Bacterial Transformation Troubleshooting Guide

To ensure good transformation efficiencies:

• Use best practices when preparing competent cells
• Store prepared cells at –70°C. If possible, store the cells at the bottom or back of the –70°C freezer to minimize temperature fluctuations.
• Avoid freeze-thawing cycles; re-freezing cells lowers transformation efficiencies by about two times
• Thaw on ice
• Avoid vortexing
• Follow the transformation protocol and parameters recommended for the competent cell being used
• To obtain maximum efficiency using chemical transformation, the experimental DNA must be free of phenol, ethanol, proteins, and detergents. Ligation reactions do not need to be extracted or precipitated prior to transformation.
• Consider electroporation over heat shock, for better efficiency with low DNA amount or to generate highest number of clones for library construction
• High salt concentration or bubbles might cause arcing and reduce electroporation efficiency
• Avoid reusing cuvettes; oxidization may have occurred in the metal plates within the cuvette even with a single prior use, and this may affect electroporation efficiency
• Ensure that the properties of the selected cells such as transformation efficiency and genotype are appropriate for the transforming DNA and intended applications, such as methylated and unmethylated DNA, unstable constructs, large plasmids, ssDNA, library construction, etc.

- Assigned task 1
In the bacterial transformation guide, why should electroporation cuvettes not be reused? Answer in one to three sentences.
- Assigned task 2
According to the bacterial transformation guide, by how much does re-freezing competent cells lower transformation efficiency?
- Assigned task 3
Continue the bacterial transformation guide from where it stops.

Records from a dataset
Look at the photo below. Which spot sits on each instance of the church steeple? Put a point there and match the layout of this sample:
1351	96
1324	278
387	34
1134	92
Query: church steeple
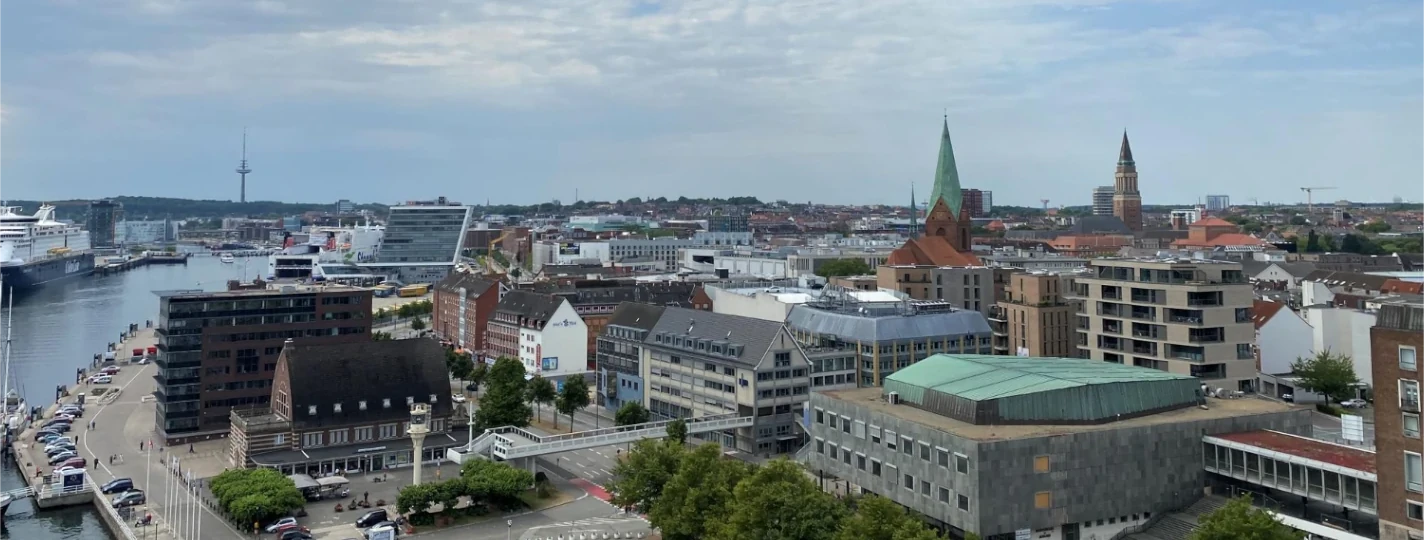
947	175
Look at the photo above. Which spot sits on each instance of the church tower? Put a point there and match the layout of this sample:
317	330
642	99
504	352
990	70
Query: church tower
1127	201
947	215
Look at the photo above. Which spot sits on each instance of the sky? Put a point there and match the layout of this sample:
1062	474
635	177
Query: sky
805	100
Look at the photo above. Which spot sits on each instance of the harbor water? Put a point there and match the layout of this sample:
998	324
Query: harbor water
59	328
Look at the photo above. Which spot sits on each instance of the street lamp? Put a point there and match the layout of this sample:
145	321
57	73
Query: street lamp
417	431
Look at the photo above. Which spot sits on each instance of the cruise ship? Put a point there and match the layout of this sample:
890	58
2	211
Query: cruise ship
37	250
328	254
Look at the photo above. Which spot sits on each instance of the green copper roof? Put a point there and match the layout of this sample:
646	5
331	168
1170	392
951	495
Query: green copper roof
947	177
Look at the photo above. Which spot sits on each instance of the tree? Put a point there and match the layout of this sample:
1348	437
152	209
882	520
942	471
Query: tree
699	495
843	267
571	398
678	432
541	392
1327	374
631	413
641	475
1241	520
779	502
882	519
503	402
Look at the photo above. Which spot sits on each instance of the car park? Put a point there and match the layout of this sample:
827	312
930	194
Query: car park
117	486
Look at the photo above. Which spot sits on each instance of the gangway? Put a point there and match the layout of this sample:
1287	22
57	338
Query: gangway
510	442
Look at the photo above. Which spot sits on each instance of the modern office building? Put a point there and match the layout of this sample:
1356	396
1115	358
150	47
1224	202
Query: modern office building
1035	318
423	241
348	408
1396	342
103	222
852	342
1176	315
218	351
541	331
463	305
701	364
618	358
1043	448
1102	200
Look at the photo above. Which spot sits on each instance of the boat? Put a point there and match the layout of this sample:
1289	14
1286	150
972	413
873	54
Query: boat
37	250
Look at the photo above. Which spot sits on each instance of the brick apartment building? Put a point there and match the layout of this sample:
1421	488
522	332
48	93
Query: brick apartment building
1394	344
218	351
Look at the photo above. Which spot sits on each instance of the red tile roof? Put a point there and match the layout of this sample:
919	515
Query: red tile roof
1262	311
1319	450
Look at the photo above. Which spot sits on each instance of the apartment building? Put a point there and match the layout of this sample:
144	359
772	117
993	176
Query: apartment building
1176	315
1035	317
1396	341
702	364
218	351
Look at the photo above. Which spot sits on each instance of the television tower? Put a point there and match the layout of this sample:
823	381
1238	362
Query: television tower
242	168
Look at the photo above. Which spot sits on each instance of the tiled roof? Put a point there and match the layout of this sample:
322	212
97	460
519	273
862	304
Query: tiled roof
1319	450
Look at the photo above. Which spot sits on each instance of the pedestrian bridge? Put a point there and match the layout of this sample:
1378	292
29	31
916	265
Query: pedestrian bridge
510	442
1309	468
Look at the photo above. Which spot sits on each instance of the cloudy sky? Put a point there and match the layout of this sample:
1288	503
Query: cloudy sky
835	101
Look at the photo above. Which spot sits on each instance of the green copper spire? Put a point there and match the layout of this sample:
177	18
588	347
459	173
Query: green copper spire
947	177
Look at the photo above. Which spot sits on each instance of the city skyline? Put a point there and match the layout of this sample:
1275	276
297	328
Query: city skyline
526	103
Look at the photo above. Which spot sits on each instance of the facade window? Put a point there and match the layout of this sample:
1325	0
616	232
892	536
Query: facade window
1413	472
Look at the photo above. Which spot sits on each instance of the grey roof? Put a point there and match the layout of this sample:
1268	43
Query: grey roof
533	305
755	335
635	315
855	326
348	374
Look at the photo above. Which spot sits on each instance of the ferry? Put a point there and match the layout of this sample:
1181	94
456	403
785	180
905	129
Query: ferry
37	250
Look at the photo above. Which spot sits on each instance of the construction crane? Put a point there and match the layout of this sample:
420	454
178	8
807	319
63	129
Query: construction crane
1310	204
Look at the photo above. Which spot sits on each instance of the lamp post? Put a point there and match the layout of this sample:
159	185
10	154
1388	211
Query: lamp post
417	431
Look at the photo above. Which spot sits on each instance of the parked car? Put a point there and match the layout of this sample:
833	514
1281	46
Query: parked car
372	517
117	486
279	525
131	497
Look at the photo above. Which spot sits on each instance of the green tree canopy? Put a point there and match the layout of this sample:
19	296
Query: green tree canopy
1327	374
882	519
573	396
843	267
631	413
779	502
503	402
1239	520
699	495
641	473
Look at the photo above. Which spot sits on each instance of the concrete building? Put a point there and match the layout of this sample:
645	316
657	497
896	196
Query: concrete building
1396	342
423	241
1127	201
218	351
964	287
1035	318
463	305
699	364
1102	200
346	408
1176	315
618	359
541	331
1030	448
852	342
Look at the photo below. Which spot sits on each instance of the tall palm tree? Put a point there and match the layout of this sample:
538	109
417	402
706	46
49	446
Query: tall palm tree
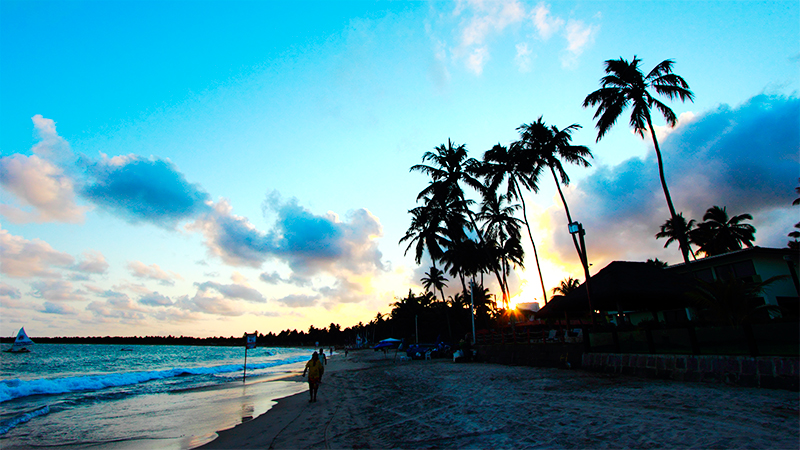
567	285
677	229
550	146
625	85
435	279
499	227
718	234
518	169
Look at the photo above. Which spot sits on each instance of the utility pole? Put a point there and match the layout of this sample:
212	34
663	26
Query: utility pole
576	228
472	307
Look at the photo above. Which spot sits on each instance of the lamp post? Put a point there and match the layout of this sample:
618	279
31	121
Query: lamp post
472	307
576	229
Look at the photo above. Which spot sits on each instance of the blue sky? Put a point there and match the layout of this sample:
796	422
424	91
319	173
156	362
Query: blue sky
210	168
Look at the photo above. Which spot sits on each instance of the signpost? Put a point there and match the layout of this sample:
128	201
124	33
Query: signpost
249	343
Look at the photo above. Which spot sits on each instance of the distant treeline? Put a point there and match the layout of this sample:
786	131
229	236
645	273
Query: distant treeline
417	317
331	336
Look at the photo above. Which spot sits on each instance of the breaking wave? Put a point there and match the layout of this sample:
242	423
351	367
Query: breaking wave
16	388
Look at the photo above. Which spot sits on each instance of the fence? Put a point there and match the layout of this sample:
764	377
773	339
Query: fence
767	339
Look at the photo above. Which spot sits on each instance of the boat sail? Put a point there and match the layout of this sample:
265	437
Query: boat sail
21	343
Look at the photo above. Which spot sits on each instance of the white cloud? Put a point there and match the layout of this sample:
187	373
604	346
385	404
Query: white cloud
523	58
9	292
545	24
231	291
153	272
209	304
485	20
155	299
579	36
39	182
60	309
22	258
56	290
93	262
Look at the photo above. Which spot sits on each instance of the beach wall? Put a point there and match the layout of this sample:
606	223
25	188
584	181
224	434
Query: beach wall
762	371
536	355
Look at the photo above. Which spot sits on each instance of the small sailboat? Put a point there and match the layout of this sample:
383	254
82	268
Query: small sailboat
21	343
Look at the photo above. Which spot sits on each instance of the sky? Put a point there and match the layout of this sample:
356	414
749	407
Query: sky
210	168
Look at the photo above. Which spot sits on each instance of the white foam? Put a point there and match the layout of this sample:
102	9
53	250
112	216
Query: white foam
23	418
11	389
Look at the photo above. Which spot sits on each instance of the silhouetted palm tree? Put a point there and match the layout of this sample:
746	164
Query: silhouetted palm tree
425	232
625	85
794	244
718	234
451	167
677	229
518	169
550	146
568	285
435	279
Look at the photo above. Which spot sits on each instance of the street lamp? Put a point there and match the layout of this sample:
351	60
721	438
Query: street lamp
576	228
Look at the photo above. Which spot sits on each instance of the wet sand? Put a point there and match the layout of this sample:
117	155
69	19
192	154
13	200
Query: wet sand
368	401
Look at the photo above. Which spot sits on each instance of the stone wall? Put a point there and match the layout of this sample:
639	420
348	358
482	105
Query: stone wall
762	371
536	355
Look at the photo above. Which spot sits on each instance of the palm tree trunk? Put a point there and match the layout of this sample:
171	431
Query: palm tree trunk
681	239
527	225
584	259
480	235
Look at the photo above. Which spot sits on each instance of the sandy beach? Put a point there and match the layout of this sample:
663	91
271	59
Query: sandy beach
369	401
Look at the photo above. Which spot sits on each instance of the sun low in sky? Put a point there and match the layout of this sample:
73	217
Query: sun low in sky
210	168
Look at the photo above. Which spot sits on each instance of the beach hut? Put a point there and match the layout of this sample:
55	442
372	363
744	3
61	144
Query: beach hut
629	291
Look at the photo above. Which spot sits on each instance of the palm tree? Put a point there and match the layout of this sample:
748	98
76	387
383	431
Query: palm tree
718	234
518	169
550	146
677	230
450	167
501	229
425	233
567	285
625	85
434	279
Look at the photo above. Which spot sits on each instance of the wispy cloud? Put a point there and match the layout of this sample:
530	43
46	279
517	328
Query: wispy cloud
9	292
155	299
523	58
481	21
546	25
143	190
60	309
57	291
745	158
579	36
38	181
232	291
153	272
483	25
22	258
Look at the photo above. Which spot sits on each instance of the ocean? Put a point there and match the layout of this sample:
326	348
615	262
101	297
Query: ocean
141	396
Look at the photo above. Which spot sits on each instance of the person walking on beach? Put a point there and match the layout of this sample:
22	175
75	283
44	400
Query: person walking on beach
315	369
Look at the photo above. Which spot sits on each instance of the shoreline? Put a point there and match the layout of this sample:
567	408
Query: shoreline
367	401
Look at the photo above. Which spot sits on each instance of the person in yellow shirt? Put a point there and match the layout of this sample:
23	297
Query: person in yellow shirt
315	369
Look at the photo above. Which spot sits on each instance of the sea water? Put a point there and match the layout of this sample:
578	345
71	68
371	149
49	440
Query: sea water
142	396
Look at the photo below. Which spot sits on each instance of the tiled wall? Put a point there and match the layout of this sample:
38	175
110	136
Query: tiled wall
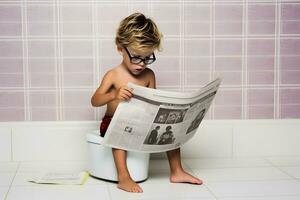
53	54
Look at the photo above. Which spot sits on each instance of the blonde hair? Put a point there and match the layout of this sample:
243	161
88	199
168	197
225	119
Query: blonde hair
138	32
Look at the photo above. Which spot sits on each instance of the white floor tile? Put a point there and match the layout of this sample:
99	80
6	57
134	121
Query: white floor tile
21	179
3	192
284	161
255	188
163	191
6	178
8	166
226	163
240	174
292	171
56	192
39	166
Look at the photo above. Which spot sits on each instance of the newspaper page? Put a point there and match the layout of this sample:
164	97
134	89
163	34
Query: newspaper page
155	121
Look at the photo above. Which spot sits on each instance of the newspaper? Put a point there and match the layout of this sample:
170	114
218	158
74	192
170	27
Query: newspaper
155	121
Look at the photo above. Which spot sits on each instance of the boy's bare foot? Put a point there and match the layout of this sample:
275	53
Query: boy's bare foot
182	176
127	184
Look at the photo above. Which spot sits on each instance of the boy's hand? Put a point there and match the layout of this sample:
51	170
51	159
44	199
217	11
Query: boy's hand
124	93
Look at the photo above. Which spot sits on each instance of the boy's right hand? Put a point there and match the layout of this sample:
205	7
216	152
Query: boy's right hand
124	93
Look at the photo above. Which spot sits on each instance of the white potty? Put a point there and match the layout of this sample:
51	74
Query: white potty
101	162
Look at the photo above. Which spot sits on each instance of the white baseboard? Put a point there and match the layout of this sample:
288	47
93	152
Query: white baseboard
34	141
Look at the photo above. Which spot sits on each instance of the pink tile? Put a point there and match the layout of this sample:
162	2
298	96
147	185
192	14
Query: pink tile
228	63
290	27
227	112
290	62
41	48
230	77
261	47
290	77
228	28
79	113
228	97
14	65
289	111
260	63
196	78
261	112
43	99
230	47
12	99
228	12
261	77
43	80
10	49
168	78
289	96
43	114
290	11
42	65
261	12
261	27
197	47
77	98
260	97
290	46
197	64
78	79
12	80
10	29
78	65
12	114
10	13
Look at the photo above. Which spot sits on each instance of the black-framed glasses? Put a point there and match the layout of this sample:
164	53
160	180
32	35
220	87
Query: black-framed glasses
137	59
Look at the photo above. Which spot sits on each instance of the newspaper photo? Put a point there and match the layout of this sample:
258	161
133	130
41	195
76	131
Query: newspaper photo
155	120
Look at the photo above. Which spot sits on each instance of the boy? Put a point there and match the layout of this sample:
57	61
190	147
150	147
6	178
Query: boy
137	38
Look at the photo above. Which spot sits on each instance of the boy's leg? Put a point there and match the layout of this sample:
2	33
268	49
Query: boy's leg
178	174
125	181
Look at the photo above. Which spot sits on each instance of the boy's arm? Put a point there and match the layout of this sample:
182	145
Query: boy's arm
102	95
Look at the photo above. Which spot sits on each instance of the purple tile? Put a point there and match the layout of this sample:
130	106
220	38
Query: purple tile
12	80
10	49
197	78
12	114
290	77
261	112
43	114
230	77
261	12
290	11
8	65
228	12
289	96
12	99
228	63
227	47
260	97
290	46
197	64
289	62
289	111
229	98
43	99
265	63
10	13
227	112
261	77
78	79
168	79
77	98
261	47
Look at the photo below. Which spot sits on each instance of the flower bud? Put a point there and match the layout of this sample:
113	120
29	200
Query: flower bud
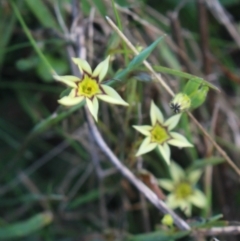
180	103
167	220
193	95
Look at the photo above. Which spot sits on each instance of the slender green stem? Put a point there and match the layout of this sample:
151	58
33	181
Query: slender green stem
119	24
31	39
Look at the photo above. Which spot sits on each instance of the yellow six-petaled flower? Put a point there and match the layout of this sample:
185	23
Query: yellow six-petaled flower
88	87
183	190
160	134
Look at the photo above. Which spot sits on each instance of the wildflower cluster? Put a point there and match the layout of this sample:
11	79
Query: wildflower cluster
159	134
182	188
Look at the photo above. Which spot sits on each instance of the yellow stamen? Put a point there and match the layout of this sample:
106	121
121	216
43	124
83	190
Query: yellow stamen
183	190
88	87
159	134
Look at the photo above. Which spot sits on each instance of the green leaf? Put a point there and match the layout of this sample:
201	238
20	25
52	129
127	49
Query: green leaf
137	60
42	13
100	5
24	228
183	75
158	236
199	164
210	222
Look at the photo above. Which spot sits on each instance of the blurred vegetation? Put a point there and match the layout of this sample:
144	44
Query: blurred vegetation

- Answer area 1
Oxidization may already have occurred in the metal plates inside the cuvette, even after a single prior use. That oxidization may affect electroporation efficiency.

- Answer area 2
Re-freezing lowers transformation efficiencies by about two times.

- Answer area 3
   Refer to the selection guide for competent cells
• Consider a different antibiotic or concentration for clone selection. For plasmids containing both ampicillin- and tetracycline-resistance genes, select transformants on plates containing ampicillin rather than tetracycline, because tetracycline is unstable and can produce toxins that kill transformed cells.
• Include a positive control in the transformation to verify competence and transformation efficiency of the prepared cells

Suboptimal quality and/or quantity of transforming DNA

• For transformation with ligated DNA, ligase and other reaction components carried over can reduce transformation efficiency. For heat shock, do not use more than 5 µL of ligation mixture for 50 µL of competent cells. For electroporation, the DNA should be purified from the ligation reaction prior to transformation.
• If polyethylene glycol (PEG) is used in the ligation reaction, avoid heat-inactivating the ligase after the reaction. Using heat-inactivated ligated DNA with PEG, without purification, can reduce the efficiency of chemical transformation.
• To achieve maximum transformation efficiency, use appropriate (avoid excessive) amounts of DNA. For example, 1–10 ng of DNA per 50–100 μL of chemically competent cells and 1–50 ng (in ~1 μL) DNA per 20–25 μL of electrocompetent cells generally work well.

Cloned DNA or protein that is toxic to the cells

• Use a strain specially designed for gene expression, with a tightly regulated inducible promoter to ensure minimal basal expression and high expression upon induction
• Consider selecting a different vector with tighter control elements (e.g., pLATE vectors)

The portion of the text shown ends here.